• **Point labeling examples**
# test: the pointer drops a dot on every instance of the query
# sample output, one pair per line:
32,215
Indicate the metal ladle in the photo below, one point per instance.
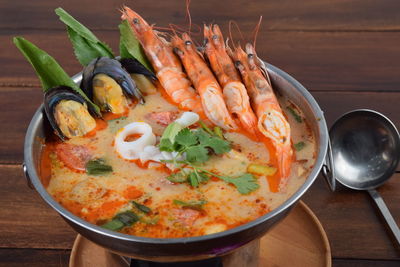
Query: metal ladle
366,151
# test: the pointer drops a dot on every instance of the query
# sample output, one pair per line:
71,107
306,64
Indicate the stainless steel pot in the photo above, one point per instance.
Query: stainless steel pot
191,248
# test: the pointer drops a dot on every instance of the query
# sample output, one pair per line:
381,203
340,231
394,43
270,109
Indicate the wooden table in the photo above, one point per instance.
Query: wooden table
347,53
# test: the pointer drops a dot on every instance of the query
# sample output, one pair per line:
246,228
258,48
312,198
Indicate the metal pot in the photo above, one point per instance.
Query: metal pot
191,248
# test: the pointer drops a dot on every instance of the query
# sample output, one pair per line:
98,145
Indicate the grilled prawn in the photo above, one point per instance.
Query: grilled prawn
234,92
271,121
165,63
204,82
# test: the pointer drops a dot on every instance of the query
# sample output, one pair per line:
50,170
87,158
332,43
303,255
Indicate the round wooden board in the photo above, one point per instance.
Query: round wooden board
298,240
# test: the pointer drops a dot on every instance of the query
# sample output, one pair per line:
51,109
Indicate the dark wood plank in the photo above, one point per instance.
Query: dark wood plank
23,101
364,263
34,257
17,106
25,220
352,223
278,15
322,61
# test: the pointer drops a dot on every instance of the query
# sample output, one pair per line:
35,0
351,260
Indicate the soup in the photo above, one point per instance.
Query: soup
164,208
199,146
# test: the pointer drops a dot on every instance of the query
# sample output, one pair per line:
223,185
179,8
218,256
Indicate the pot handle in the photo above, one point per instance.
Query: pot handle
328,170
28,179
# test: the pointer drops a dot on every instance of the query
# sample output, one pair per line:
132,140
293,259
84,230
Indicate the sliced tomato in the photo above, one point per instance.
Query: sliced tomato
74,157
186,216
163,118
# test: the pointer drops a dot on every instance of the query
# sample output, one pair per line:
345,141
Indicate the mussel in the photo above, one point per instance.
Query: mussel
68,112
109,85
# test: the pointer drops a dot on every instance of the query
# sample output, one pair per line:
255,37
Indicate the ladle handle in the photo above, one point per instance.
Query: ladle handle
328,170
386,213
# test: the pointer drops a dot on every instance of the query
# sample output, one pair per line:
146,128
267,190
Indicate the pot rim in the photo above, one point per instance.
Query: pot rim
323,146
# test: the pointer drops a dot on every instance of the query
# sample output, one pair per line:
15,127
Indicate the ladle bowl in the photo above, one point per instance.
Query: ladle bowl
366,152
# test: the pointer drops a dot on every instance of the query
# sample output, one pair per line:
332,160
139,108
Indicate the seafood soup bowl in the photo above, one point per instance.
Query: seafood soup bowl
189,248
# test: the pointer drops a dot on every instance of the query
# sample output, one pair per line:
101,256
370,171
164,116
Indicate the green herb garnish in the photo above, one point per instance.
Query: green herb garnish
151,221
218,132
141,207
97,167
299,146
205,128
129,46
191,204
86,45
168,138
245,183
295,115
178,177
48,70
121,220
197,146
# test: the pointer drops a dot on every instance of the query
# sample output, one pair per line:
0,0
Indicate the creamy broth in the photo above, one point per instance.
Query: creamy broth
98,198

--

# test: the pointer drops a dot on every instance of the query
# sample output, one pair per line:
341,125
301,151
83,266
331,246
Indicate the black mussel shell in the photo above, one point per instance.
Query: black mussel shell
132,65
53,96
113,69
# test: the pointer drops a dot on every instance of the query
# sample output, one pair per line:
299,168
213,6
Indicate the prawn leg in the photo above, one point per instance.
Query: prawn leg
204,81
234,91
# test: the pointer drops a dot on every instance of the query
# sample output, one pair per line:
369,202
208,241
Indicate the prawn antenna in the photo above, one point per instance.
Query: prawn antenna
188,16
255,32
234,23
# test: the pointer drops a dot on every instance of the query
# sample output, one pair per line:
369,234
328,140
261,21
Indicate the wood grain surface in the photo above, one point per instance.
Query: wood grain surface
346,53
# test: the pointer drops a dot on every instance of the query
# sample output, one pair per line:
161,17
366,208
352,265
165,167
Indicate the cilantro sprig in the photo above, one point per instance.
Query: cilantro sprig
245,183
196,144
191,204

• **What needs to be done**
Find each line in the records above that contains the word "dark", and copy those lines.

• **Task output**
Indicate the dark wood plank in the photo above, one point per instance.
Query: dark wood plank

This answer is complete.